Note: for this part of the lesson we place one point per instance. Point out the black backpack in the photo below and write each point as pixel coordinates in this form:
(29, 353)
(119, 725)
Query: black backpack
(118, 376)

==*==

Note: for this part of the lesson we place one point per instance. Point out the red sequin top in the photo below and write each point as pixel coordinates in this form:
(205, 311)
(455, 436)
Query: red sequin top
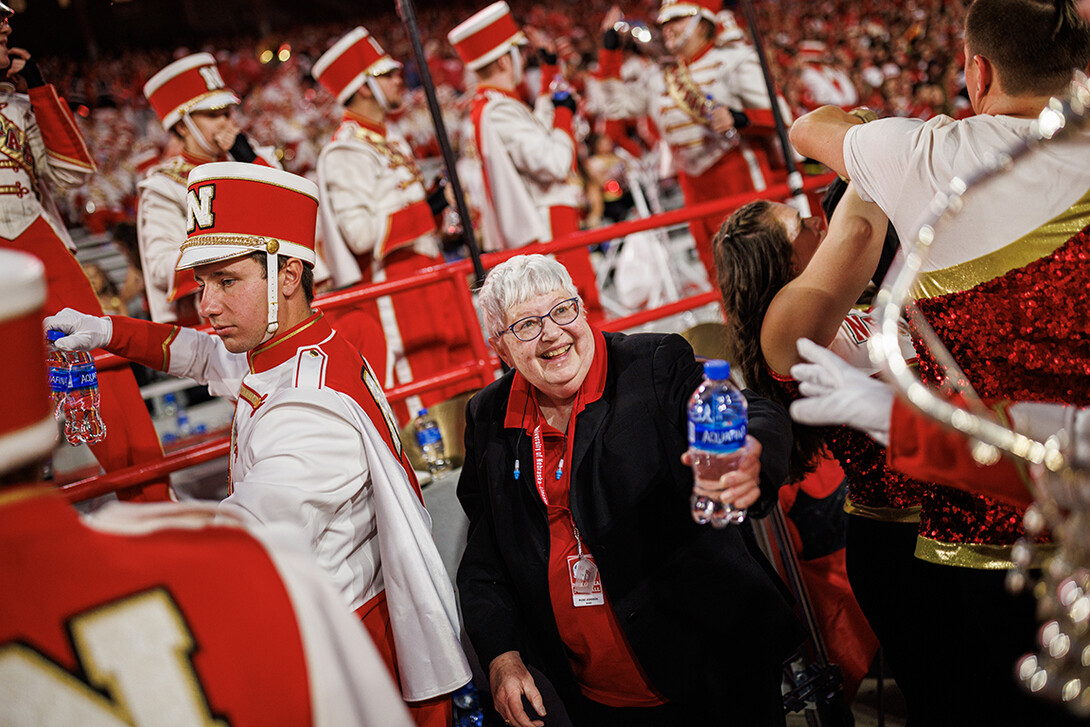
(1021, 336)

==*==

## Exercise directions
Rewrite the part of the listing that starts with the line containing "out the red" and runs through the line containing "(1021, 336)", replacing "red sequin top" with "silver sequin top" and leaving everything else unchanged. Omit the picture from your answer.

## Response to this exercise
Note: for this part of the lesson we place one point per instance. Point out the silver sequin top in the photo below and write each point as pixel coordinates in this form:
(205, 311)
(455, 436)
Query: silver sequin top
(1021, 336)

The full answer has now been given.